TASK INSTRUCTIONS:
Format the lines as a numbered list, starting at the line that contains "Query: green shrub" and stopping after the line that contains "608), (700, 614)]". Leave out any blank lines.
------------
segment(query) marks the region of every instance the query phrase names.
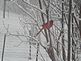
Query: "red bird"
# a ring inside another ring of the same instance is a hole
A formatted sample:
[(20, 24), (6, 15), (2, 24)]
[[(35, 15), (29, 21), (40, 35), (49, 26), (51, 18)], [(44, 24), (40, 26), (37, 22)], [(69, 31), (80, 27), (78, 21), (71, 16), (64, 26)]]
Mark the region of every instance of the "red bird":
[(36, 36), (43, 30), (43, 29), (50, 29), (53, 26), (53, 20), (48, 21), (42, 25), (42, 29), (36, 34)]

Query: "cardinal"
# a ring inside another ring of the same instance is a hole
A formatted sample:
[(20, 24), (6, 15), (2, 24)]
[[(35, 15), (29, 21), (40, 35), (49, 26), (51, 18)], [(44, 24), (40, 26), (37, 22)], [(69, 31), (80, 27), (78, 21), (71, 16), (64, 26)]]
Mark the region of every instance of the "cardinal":
[[(43, 25), (42, 25), (42, 28), (40, 29), (40, 31), (36, 34), (36, 36), (44, 29), (44, 30), (46, 30), (46, 29), (50, 29), (51, 27), (53, 26), (53, 20), (50, 20), (50, 21), (48, 21), (47, 23), (44, 23)], [(35, 37), (36, 37), (35, 36)]]

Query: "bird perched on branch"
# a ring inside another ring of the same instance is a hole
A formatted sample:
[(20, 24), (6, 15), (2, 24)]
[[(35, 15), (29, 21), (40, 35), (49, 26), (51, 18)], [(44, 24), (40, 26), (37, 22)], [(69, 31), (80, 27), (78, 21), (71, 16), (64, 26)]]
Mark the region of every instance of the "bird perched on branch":
[(42, 25), (42, 28), (40, 29), (40, 31), (35, 35), (35, 37), (36, 37), (43, 29), (44, 29), (44, 30), (50, 29), (52, 26), (53, 26), (53, 20), (50, 20), (50, 21), (48, 21), (47, 23), (44, 23), (44, 24)]

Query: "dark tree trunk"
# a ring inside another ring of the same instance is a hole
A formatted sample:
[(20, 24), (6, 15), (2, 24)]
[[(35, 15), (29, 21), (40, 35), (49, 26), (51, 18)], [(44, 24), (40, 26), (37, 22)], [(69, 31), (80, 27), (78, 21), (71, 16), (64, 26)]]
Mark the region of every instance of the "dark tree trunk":
[(68, 61), (71, 59), (71, 10), (72, 10), (72, 0), (69, 0), (69, 18), (68, 18)]
[[(62, 0), (64, 2), (64, 0)], [(62, 44), (64, 45), (64, 3), (62, 2)], [(63, 56), (63, 60), (66, 61), (66, 55), (65, 55), (65, 49), (62, 46), (62, 56)]]

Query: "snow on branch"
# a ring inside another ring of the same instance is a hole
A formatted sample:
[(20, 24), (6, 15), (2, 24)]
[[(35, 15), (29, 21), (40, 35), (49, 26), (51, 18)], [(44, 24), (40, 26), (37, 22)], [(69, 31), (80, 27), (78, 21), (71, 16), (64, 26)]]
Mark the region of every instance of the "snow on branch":
[(29, 6), (31, 6), (31, 7), (35, 8), (35, 9), (39, 10), (40, 12), (42, 12), (43, 14), (46, 15), (46, 13), (44, 12), (44, 10), (41, 10), (39, 7), (37, 7), (37, 6), (35, 6), (35, 5), (32, 5), (32, 4), (28, 3), (28, 2), (25, 2), (24, 0), (22, 0), (22, 1), (23, 1), (24, 3), (26, 3), (26, 4), (28, 4)]
[(28, 13), (21, 5), (19, 5), (18, 3), (16, 3), (15, 1), (13, 1), (21, 10), (23, 10), (26, 14), (28, 14), (34, 21), (36, 21), (36, 19), (30, 14)]

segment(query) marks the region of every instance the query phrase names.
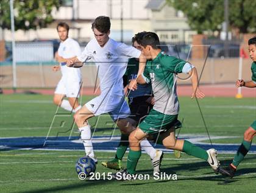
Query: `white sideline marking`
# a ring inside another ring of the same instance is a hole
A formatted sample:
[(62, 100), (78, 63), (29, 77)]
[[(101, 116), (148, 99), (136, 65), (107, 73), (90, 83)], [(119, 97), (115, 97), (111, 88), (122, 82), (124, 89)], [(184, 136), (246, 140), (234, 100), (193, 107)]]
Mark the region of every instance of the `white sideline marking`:
[[(56, 128), (60, 128), (60, 127), (55, 127)], [(17, 127), (10, 127), (10, 128), (0, 128), (0, 130), (32, 130), (32, 129), (42, 129), (42, 128), (49, 128), (49, 127), (24, 127), (24, 128), (17, 128)], [(18, 137), (20, 138), (20, 137)]]
[[(256, 175), (256, 173), (248, 173), (248, 174), (241, 174), (240, 175), (236, 176), (236, 177), (239, 177), (240, 176), (243, 176), (243, 175)], [(179, 178), (203, 178), (203, 177), (216, 177), (216, 175), (177, 175), (178, 177), (178, 180)]]
[(204, 105), (202, 107), (208, 108), (244, 108), (256, 110), (256, 107), (252, 105)]
[(26, 181), (68, 181), (68, 180), (79, 180), (77, 178), (63, 178), (63, 179), (35, 179), (35, 180), (7, 180), (0, 181), (0, 183), (16, 183), (16, 182), (26, 182)]
[[(97, 158), (98, 161), (106, 161), (106, 160), (109, 158)], [(203, 160), (198, 159), (198, 158), (183, 158), (183, 159), (177, 159), (177, 158), (163, 158), (164, 160), (171, 160), (171, 161), (186, 161), (186, 162), (190, 161), (190, 162), (199, 162), (199, 161), (204, 161)], [(123, 160), (127, 160), (127, 158), (124, 158)], [(140, 161), (149, 161), (149, 159), (140, 159)], [(25, 161), (25, 162), (0, 162), (0, 164), (52, 164), (52, 163), (76, 163), (76, 160), (73, 161)], [(256, 163), (241, 163), (240, 165), (254, 165), (256, 164)]]
[(23, 104), (53, 104), (52, 100), (4, 100), (4, 102), (16, 102), (16, 103), (23, 103)]
[[(236, 178), (244, 176), (244, 175), (256, 175), (256, 173), (248, 173), (248, 174), (244, 174), (240, 175), (238, 175)], [(204, 178), (204, 177), (216, 177), (216, 175), (177, 175), (178, 180), (179, 178)], [(223, 178), (224, 180), (224, 178)], [(31, 182), (31, 181), (68, 181), (68, 180), (77, 180), (80, 181), (78, 178), (63, 178), (63, 179), (34, 179), (34, 180), (6, 180), (2, 181), (1, 180), (0, 183), (17, 183), (17, 182)]]

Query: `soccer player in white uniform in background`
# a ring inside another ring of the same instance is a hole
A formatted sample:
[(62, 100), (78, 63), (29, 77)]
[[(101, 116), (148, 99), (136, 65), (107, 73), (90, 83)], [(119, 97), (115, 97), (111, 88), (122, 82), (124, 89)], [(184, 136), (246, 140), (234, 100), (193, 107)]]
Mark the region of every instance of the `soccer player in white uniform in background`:
[[(81, 62), (91, 59), (98, 68), (101, 94), (88, 102), (74, 116), (81, 133), (85, 154), (95, 162), (98, 160), (93, 152), (91, 127), (87, 120), (94, 116), (108, 113), (121, 133), (129, 134), (135, 127), (131, 127), (133, 124), (133, 120), (128, 118), (130, 112), (125, 100), (123, 76), (129, 58), (137, 58), (141, 63), (146, 62), (140, 51), (108, 37), (110, 25), (107, 16), (96, 18), (91, 27), (95, 38), (88, 42), (81, 55), (67, 62), (68, 66), (77, 65), (77, 67), (82, 66)], [(149, 155), (153, 155), (150, 153), (152, 151), (156, 152), (148, 140), (142, 141), (141, 145)], [(153, 159), (155, 154), (151, 158)]]
[[(81, 72), (79, 68), (68, 68), (66, 64), (68, 60), (75, 58), (81, 54), (79, 43), (68, 37), (69, 27), (65, 23), (59, 23), (57, 26), (61, 40), (58, 51), (55, 54), (59, 65), (52, 68), (54, 71), (61, 70), (62, 77), (57, 86), (54, 96), (54, 103), (69, 111), (76, 112), (81, 108), (77, 97), (81, 83)], [(65, 97), (68, 100), (63, 100)]]

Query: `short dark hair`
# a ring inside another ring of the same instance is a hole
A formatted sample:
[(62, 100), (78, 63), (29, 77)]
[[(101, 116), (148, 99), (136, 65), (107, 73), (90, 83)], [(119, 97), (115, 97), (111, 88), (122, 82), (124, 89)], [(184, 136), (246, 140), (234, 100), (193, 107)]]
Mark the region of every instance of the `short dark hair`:
[(151, 46), (154, 49), (160, 48), (159, 38), (157, 33), (154, 32), (146, 32), (138, 43), (144, 47)]
[(107, 33), (110, 30), (110, 19), (106, 16), (99, 16), (91, 24), (91, 29), (96, 28), (101, 33)]
[(145, 35), (146, 33), (147, 32), (143, 31), (143, 32), (136, 33), (132, 38), (132, 45), (133, 45), (135, 41), (138, 42), (138, 43), (143, 38), (143, 36)]
[(66, 30), (68, 32), (69, 30), (69, 26), (65, 22), (60, 22), (58, 25), (57, 25), (57, 30), (58, 30), (59, 27), (62, 27), (66, 29)]
[(256, 36), (251, 38), (250, 40), (248, 40), (248, 45), (251, 44), (255, 44), (256, 45)]

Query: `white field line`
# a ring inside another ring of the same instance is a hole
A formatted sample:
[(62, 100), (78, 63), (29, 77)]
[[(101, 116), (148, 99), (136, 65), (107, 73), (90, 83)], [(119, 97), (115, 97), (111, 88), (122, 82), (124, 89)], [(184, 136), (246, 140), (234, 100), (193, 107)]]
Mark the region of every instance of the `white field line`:
[[(242, 177), (244, 175), (256, 175), (256, 173), (248, 173), (240, 175), (236, 177), (236, 178), (239, 177)], [(177, 175), (177, 179), (179, 178), (205, 178), (205, 177), (216, 177), (216, 175)], [(223, 180), (225, 179), (224, 178)], [(3, 181), (1, 180), (0, 183), (18, 183), (18, 182), (33, 182), (33, 181), (69, 181), (69, 180), (77, 180), (80, 181), (78, 178), (52, 178), (52, 179), (33, 179), (33, 180), (6, 180)], [(160, 181), (160, 180), (159, 180)]]
[(22, 104), (53, 104), (52, 100), (4, 100), (3, 102), (9, 102), (9, 103), (22, 103)]
[(256, 107), (253, 105), (202, 105), (202, 107), (207, 108), (240, 108), (256, 110)]
[[(225, 159), (227, 159), (227, 158), (223, 158)], [(108, 158), (101, 158), (98, 159), (98, 161), (106, 161)], [(192, 159), (177, 159), (177, 158), (164, 158), (164, 160), (171, 160), (171, 161), (184, 161), (186, 162), (199, 162), (199, 161), (203, 161), (204, 160), (197, 159), (196, 160), (191, 160)], [(124, 158), (123, 160), (127, 160), (127, 158)], [(140, 161), (149, 161), (149, 159), (140, 159)], [(8, 164), (55, 164), (55, 163), (75, 163), (76, 160), (73, 161), (24, 161), (24, 162), (0, 162), (0, 165), (8, 165)], [(241, 163), (240, 165), (254, 165), (256, 164), (256, 163)]]

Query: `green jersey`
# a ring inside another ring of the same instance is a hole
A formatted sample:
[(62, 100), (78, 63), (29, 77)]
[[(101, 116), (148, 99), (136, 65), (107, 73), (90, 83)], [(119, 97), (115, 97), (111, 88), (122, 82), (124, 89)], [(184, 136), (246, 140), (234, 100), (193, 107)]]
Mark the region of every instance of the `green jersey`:
[[(139, 68), (139, 61), (135, 58), (130, 58), (128, 61), (126, 75), (127, 81), (136, 79)], [(134, 91), (129, 91), (129, 97), (137, 97), (143, 96), (152, 95), (152, 86), (151, 84), (138, 85), (138, 89)]]
[(252, 71), (252, 80), (256, 84), (256, 62), (254, 61), (252, 63), (252, 67), (251, 67)]
[(143, 77), (146, 82), (151, 82), (155, 100), (153, 107), (155, 110), (165, 114), (179, 113), (176, 74), (182, 72), (186, 63), (162, 52), (154, 60), (147, 61)]

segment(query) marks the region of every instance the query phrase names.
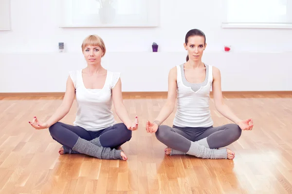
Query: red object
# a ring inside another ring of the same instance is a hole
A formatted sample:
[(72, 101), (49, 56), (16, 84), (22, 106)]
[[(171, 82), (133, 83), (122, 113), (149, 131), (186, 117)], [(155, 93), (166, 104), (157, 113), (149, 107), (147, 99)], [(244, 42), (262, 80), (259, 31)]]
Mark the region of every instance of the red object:
[(225, 51), (229, 51), (230, 50), (230, 48), (228, 47), (228, 46), (225, 46), (224, 47), (224, 50)]

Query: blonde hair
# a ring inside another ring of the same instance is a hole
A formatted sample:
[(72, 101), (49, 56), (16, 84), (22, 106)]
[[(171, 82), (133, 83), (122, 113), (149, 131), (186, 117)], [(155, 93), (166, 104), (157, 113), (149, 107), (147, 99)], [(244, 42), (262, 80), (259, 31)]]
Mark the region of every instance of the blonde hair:
[(82, 48), (82, 52), (87, 46), (98, 46), (100, 47), (104, 52), (104, 54), (102, 57), (105, 56), (106, 54), (106, 46), (105, 43), (101, 38), (97, 35), (89, 35), (84, 39), (81, 48)]

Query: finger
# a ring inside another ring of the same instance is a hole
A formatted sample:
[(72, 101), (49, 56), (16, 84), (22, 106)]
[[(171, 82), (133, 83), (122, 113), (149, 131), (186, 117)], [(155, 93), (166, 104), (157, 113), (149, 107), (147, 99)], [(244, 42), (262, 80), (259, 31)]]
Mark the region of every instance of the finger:
[(251, 125), (253, 125), (254, 124), (254, 121), (253, 120), (253, 119), (251, 120)]
[(36, 116), (36, 123), (38, 123), (38, 119), (37, 119), (37, 117)]
[(35, 123), (32, 123), (31, 125), (36, 129), (40, 129), (39, 126)]
[(254, 127), (254, 125), (252, 125), (250, 127), (250, 130), (253, 130), (253, 127)]
[(249, 118), (248, 119), (246, 120), (246, 121), (248, 122), (248, 123), (249, 122), (250, 122), (252, 120), (251, 118)]
[(33, 119), (33, 123), (35, 123), (36, 122), (36, 116), (34, 116), (34, 118)]

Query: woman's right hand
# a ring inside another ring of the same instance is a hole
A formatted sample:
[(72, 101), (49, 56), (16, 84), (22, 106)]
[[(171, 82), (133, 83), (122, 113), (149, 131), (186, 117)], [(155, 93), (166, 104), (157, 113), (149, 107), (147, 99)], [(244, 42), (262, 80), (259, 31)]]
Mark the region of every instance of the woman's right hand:
[(150, 133), (150, 134), (156, 133), (158, 129), (158, 125), (157, 123), (151, 122), (149, 121), (146, 122), (146, 131), (147, 133)]
[(28, 121), (28, 122), (36, 129), (46, 129), (49, 127), (48, 123), (39, 121), (36, 116), (34, 117), (32, 122)]

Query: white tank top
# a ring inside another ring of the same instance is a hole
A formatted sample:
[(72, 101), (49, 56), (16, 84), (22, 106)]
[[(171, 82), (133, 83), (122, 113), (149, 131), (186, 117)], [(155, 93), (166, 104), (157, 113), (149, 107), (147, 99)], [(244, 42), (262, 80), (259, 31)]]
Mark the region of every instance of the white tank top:
[[(194, 92), (183, 84), (181, 65), (177, 69), (177, 108), (173, 125), (181, 127), (208, 127), (213, 124), (209, 109), (210, 90), (213, 82), (212, 67), (208, 66), (207, 81)], [(182, 66), (183, 67), (183, 66)], [(197, 85), (198, 84), (196, 84)]]
[(116, 121), (111, 111), (111, 90), (120, 78), (120, 73), (108, 71), (105, 84), (101, 89), (87, 89), (82, 74), (82, 70), (69, 73), (75, 87), (77, 101), (73, 125), (91, 131), (112, 126)]

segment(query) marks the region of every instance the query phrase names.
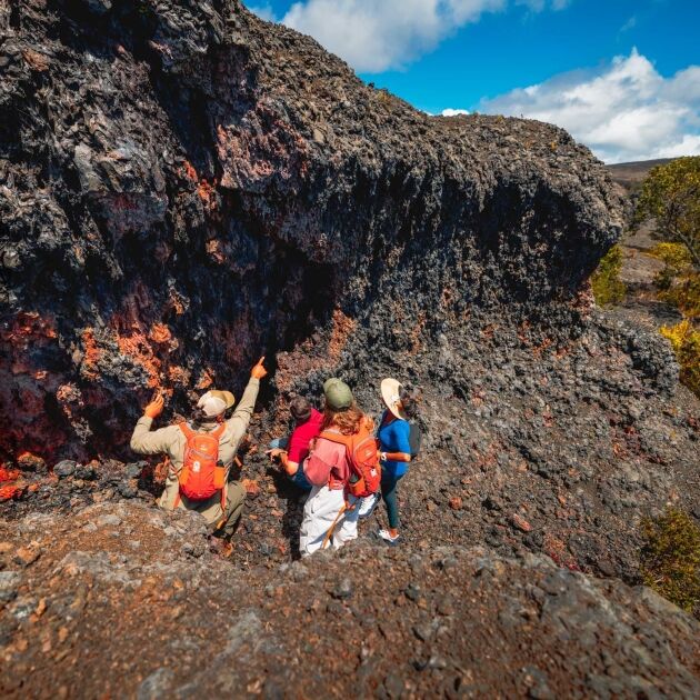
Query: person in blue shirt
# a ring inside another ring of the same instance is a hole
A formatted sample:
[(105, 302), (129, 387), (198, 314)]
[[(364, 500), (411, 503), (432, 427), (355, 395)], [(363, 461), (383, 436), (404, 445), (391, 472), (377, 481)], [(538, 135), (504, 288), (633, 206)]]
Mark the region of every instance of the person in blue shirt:
[[(381, 382), (381, 396), (387, 410), (381, 417), (377, 437), (381, 463), (381, 498), (387, 504), (389, 529), (380, 530), (379, 537), (393, 546), (401, 539), (397, 484), (408, 471), (411, 461), (409, 419), (418, 417), (418, 399), (414, 391), (391, 378)], [(378, 502), (379, 494), (364, 499), (360, 507), (360, 517), (369, 517)]]

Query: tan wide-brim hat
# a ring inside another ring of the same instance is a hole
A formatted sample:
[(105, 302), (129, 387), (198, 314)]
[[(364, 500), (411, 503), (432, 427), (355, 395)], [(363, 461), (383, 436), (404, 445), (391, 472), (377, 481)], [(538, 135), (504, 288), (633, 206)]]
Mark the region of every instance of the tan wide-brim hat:
[(387, 408), (401, 420), (408, 420), (408, 416), (401, 408), (401, 382), (391, 377), (381, 381), (381, 398), (384, 400)]

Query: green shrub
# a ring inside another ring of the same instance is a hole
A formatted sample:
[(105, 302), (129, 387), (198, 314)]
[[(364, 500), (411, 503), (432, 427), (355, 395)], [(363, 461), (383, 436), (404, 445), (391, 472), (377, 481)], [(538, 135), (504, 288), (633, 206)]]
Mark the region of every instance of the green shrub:
[(682, 510), (642, 520), (641, 573), (647, 586), (700, 616), (700, 528)]
[(691, 326), (690, 319), (683, 319), (676, 326), (662, 326), (661, 334), (671, 341), (681, 382), (700, 398), (700, 331)]
[(627, 287), (620, 280), (622, 269), (622, 249), (613, 246), (601, 259), (598, 269), (591, 276), (596, 302), (601, 306), (618, 303), (624, 299)]
[(700, 528), (682, 510), (642, 520), (644, 583), (679, 608), (700, 614)]

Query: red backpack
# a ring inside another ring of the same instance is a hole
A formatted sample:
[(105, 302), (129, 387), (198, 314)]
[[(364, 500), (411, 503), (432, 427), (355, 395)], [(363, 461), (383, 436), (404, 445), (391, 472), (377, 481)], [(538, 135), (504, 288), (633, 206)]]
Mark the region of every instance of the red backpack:
[(178, 478), (180, 493), (191, 501), (206, 501), (221, 491), (221, 504), (226, 506), (226, 467), (219, 462), (219, 438), (226, 426), (212, 432), (196, 432), (187, 423), (180, 423), (187, 438), (182, 469)]
[(377, 493), (381, 481), (381, 467), (377, 452), (377, 438), (372, 434), (369, 426), (363, 423), (360, 432), (353, 436), (324, 431), (319, 437), (346, 446), (348, 463), (350, 464), (348, 491), (352, 496), (364, 498)]

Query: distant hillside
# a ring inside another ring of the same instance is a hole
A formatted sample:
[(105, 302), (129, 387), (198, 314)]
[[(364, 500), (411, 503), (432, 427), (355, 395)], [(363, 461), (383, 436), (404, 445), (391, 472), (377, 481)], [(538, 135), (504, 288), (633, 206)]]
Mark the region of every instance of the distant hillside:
------------
FINISHED TASK:
1. Query: green shrub
2. # a ring inside another ring of the same instance is a hole
3. A formatted sample:
4. [(105, 302), (129, 387), (198, 314)]
5. [[(364, 500), (411, 503), (432, 427), (355, 395)], [(363, 461), (383, 436), (404, 445), (391, 472), (377, 481)], [(538, 135), (504, 288), (633, 206)]]
6. Mark the region of every instance of the green shrub:
7. [(682, 510), (642, 520), (641, 573), (647, 586), (700, 616), (700, 528)]
8. [(691, 326), (690, 319), (683, 319), (676, 326), (662, 326), (661, 334), (671, 341), (681, 382), (700, 398), (700, 331)]
9. [(627, 287), (620, 280), (622, 269), (622, 249), (613, 246), (601, 259), (598, 269), (591, 276), (596, 302), (601, 306), (618, 303), (624, 299)]
10. [(700, 528), (682, 510), (642, 520), (644, 583), (679, 608), (700, 614)]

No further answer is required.